> [Requirement]:
Transcribe the records below exactly as they appear, omitting any pictures.

> [Stored rows]:
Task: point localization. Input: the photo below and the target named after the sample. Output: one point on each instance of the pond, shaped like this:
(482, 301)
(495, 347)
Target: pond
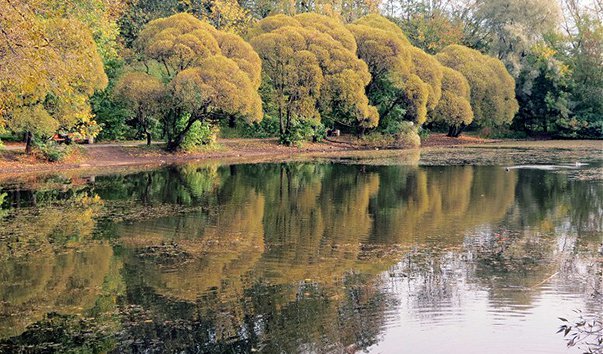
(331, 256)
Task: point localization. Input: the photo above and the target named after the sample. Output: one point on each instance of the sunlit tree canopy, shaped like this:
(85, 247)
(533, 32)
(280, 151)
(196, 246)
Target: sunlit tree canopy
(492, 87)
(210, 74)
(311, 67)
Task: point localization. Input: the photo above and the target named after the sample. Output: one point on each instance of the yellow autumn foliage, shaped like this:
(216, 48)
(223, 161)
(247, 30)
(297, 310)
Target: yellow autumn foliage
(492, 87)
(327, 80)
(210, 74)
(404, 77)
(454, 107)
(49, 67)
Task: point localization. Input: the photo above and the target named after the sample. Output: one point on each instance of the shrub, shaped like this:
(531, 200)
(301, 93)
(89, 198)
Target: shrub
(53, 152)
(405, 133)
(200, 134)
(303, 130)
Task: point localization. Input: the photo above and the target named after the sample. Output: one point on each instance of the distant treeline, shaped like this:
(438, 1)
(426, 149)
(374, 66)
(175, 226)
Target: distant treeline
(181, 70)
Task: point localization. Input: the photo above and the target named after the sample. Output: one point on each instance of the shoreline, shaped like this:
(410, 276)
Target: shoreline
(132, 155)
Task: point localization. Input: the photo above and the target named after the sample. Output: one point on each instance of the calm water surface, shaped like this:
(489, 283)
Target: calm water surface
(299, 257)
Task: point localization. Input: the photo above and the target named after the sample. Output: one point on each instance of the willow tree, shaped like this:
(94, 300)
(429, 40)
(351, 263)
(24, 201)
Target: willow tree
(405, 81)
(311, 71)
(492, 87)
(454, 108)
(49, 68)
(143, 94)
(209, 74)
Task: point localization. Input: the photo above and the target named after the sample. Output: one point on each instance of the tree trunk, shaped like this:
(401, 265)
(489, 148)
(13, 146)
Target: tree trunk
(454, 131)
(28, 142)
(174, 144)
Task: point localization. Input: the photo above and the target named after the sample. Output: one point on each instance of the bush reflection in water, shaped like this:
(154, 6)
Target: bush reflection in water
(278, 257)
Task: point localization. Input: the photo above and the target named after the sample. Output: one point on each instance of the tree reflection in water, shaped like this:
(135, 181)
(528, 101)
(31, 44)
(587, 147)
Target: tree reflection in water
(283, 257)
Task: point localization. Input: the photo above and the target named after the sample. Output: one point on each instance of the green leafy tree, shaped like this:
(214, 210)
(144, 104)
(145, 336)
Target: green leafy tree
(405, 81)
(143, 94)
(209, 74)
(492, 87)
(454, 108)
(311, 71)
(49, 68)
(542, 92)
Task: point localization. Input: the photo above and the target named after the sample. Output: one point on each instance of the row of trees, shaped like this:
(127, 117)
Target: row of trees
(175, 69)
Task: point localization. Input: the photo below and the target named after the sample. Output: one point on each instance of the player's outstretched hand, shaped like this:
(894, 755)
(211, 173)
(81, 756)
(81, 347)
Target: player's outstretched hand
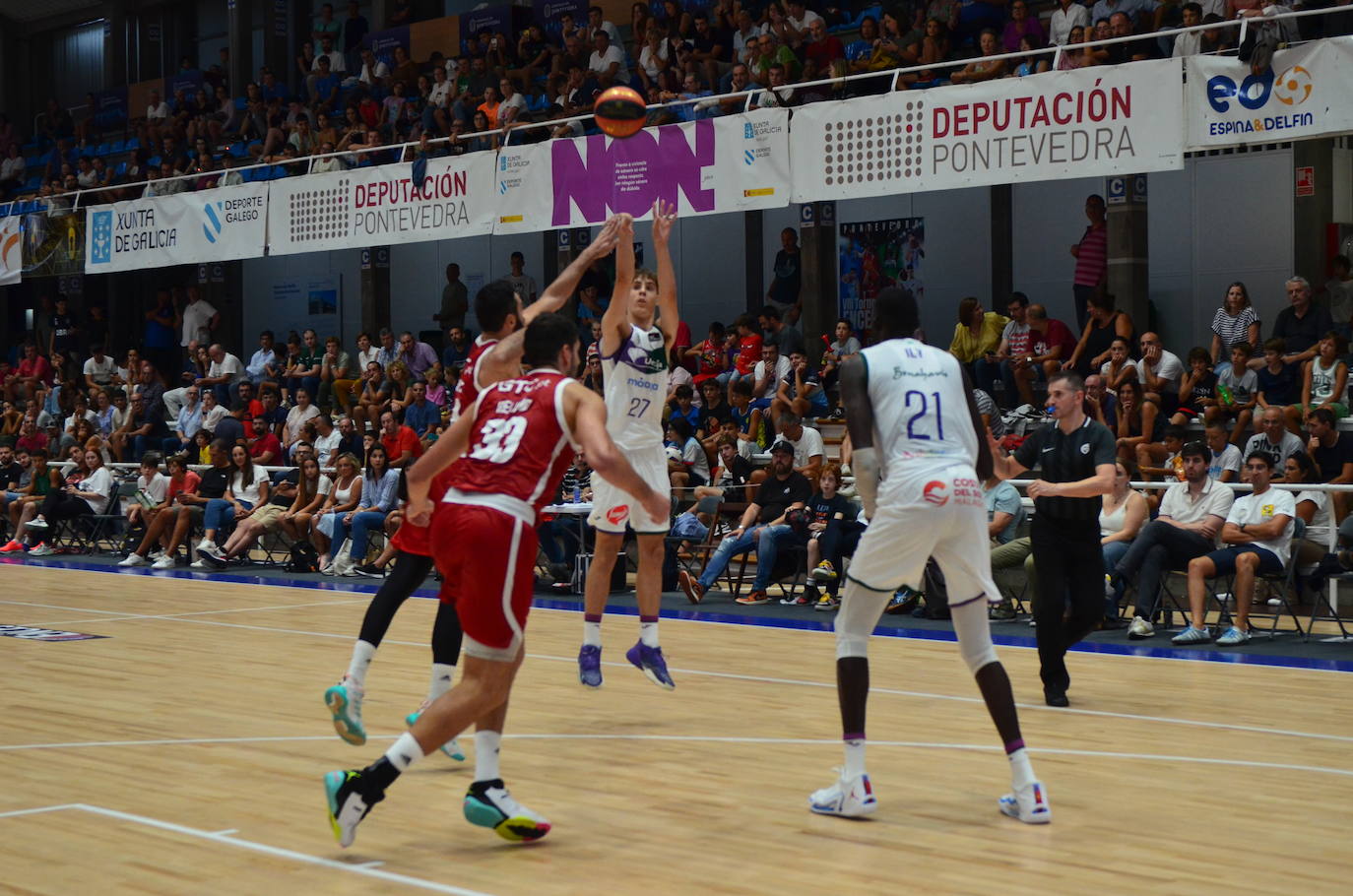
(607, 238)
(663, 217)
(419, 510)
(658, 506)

> [Solution for this problem]:
Task: point localization. Input: the photo below and the target named after the sample. Output: one point on each instance of the pond, shaped like this:
(482, 301)
(495, 347)
Target: pond
(331, 256)
Task: point localization. Input: the photo above and the target named after the sample. Output: one point on each instance of the sunlit tree canopy, shaped like this:
(85, 247)
(533, 32)
(280, 151)
(196, 246)
Target: sunlit tree canopy
(492, 87)
(210, 74)
(311, 67)
Task: point localization. Input: the photo above and the target named after the sample. Output: one point on each instance of the yellow autumn foliage, shaped like this:
(216, 48)
(223, 161)
(247, 30)
(297, 310)
Target: yellow autumn foliage
(492, 87)
(327, 80)
(210, 74)
(404, 77)
(454, 107)
(49, 67)
Task: point localization. Input: the photo above and the target named after the sample. Output: one point on each instance of the shrub, shaped like this:
(531, 200)
(301, 93)
(89, 198)
Target: shrub
(53, 152)
(405, 133)
(200, 134)
(303, 130)
Task: point localization. Input: the photo above and the target named after the sample. Output: one point on each instance of the distant treeline, shaped like this:
(438, 1)
(426, 149)
(374, 66)
(175, 226)
Target: distant treeline
(181, 70)
Task: point localization. Input: the photo above and the target named after the sample. Output: one point on each instance of the shoreline, shaped like this:
(410, 276)
Target: shoreline
(132, 155)
Task: point localization. Input: the photo above and the target named after the sample. Output: one point on each instance of the calm water surface, shaped like this:
(489, 283)
Target: calm water surface
(299, 257)
Task: point localization. Input: the photo above and the target named after the sample. Output: one point on each instance of the willow tree, shaped like this:
(94, 300)
(429, 40)
(351, 263)
(24, 201)
Target: willow tree
(405, 81)
(311, 71)
(492, 87)
(454, 108)
(49, 68)
(143, 94)
(209, 74)
Task: point localization. Input: the photo above and the target named after the sample. Output: one point on each instance of the tree trunk, shaped like this:
(401, 265)
(489, 148)
(13, 146)
Target: tree trunk
(454, 131)
(28, 142)
(174, 144)
Task: point localization. Input: the photo above and the target named after the sample. Output: one point on each instance of the bush reflection in water, shaped like this:
(154, 6)
Target: bush reflection in water
(278, 257)
Task: point localization. Input: the photo above and the target named after the sample. Output: one point on each instance of the tree reflection in water, shaped like this:
(135, 181)
(528, 101)
(31, 44)
(587, 147)
Target: tree reflection in water
(283, 257)
Task: point localization. Input: the photo above and the target named after the sample. Output: one point on each instance of the green leafy tree, shaped like this:
(214, 210)
(144, 104)
(145, 336)
Target: green leafy tree
(405, 81)
(143, 94)
(209, 74)
(492, 87)
(454, 108)
(311, 71)
(49, 68)
(542, 92)
Task: point localization. Input: the photo above and the target named after the sample. Output: one point on each instance of the row of trees, shaped like this:
(127, 117)
Target: row of trees
(175, 69)
Task: point localization. Input: the photo below and the target named after the sample. Output: one point on each instance of the player's outstretched hand, shaped like this:
(894, 755)
(211, 173)
(81, 756)
(81, 347)
Target: player's outstretched hand
(607, 238)
(663, 217)
(419, 510)
(658, 506)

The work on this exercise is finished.